What this task involves -
Transcribe, without any alteration, only the lines that begin at the line containing "A single point falls on each instance of the green" and run to the last line below.

━━━━━━━━━━━━━━━━

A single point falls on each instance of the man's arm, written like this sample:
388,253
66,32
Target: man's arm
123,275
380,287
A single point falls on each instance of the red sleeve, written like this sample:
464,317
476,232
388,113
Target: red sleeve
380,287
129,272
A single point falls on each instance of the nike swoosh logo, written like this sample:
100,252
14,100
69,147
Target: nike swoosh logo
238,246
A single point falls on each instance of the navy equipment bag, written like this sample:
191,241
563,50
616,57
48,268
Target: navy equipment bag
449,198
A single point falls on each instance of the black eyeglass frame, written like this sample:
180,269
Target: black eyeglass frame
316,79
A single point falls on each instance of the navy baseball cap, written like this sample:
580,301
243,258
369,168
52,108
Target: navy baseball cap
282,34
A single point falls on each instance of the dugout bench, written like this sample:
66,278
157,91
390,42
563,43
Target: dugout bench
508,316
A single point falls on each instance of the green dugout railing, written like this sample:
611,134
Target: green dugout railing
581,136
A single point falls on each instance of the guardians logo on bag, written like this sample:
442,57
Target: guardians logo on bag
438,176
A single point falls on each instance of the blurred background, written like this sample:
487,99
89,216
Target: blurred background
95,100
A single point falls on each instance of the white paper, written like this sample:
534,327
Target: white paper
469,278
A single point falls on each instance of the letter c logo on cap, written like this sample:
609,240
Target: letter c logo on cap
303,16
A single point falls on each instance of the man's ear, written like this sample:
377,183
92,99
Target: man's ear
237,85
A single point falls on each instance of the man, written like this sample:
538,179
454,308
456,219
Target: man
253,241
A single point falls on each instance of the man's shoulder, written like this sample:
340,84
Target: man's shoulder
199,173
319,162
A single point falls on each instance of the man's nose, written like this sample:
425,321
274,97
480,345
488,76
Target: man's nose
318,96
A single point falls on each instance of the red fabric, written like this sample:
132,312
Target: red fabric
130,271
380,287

━━━━━━━━━━━━━━━━

Answer to this problem -
A single point falls on each instance of the green dugout railing, written like this sample:
611,134
Target: green dugout railing
581,136
A single point falls on each instance of the guardians logo on bag, written like this sample:
442,57
Target: guardians logo on bag
438,176
A single point falls on each instance of the blurred background, written like this sample:
487,99
89,216
Target: blurred background
95,100
A single point falls on each instance of the white paper, written like this sample:
534,327
Target: white paper
469,278
A single point falls on each instance of the letter c logo on cap, written like this sample:
609,240
Target: letter c logo on cap
303,16
A single point falls on each instance of the man's ear, written like this sample:
377,183
92,99
Target: man's ear
237,85
A single point falls on each instance of the man, written like this sample:
538,179
454,308
456,219
Target: man
253,241
A single point falls on each instance of the man's shoulder, written like this sample:
340,84
Target: man's shoulder
199,173
319,162
A single point falls on each instance of the man's nose, written like this sample:
425,321
274,97
480,345
488,76
Target: man's nose
318,96
A single point falls on each instance of the red fabric, written like this sample:
132,312
Target: red fabric
130,271
380,287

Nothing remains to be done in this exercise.